* _Article_:

Alain Picard wrote:
>
> Fellow lispers,
>
> I needed a simple, in-lisp (i.e. no FFI) encryption for an
> application, so I wrote the following. Perhaps it will be
> of some use to someone else.
>
> I'm posting this here because I don't have a public FTP site, and
> I'm not too sure where would be a good place to send this to.
> Certainly, either the CCLAN or CCLOCC (or both!) people are welcome
> to incorporate this into their offerings, if they desire.
>
> My thanks to Pierre Mai for posting an excellend MD5 implementation
> in lisp, from which I learned many things which went into this code.
I could offer you to include it to my "Cryptography in Common Lisp" site
on http://www.dataheaven.de if you want.
It is rather minimalistic but it will certainly grow in future. I've
contributed my "in-lisp" RSA implementation, math utilities and my binding
to CL-SSL.
Some months ago I worked on a version of ARC4 (A stream cipher) but I have
to look it up on my harddisk first.
I remember there were implementations of RIPEMD and SHA too but I don't
remember the details.
ciao,
Jochen
--
http://www.dataheaven.de
Jochen Schmidt <···@dataheaven.de> writes:
> I could offer you to include it to my "Cryptography in Common Lisp" site
> on http://www.dataheaven.de if you want.
This is great :-)

* _Records supplied_:

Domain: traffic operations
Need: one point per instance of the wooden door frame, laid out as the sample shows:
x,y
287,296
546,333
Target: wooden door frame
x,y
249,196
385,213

* _Exercise_: According to the thread, what kind of cipher is ARC4?

* _Right answer_: A stream cipher.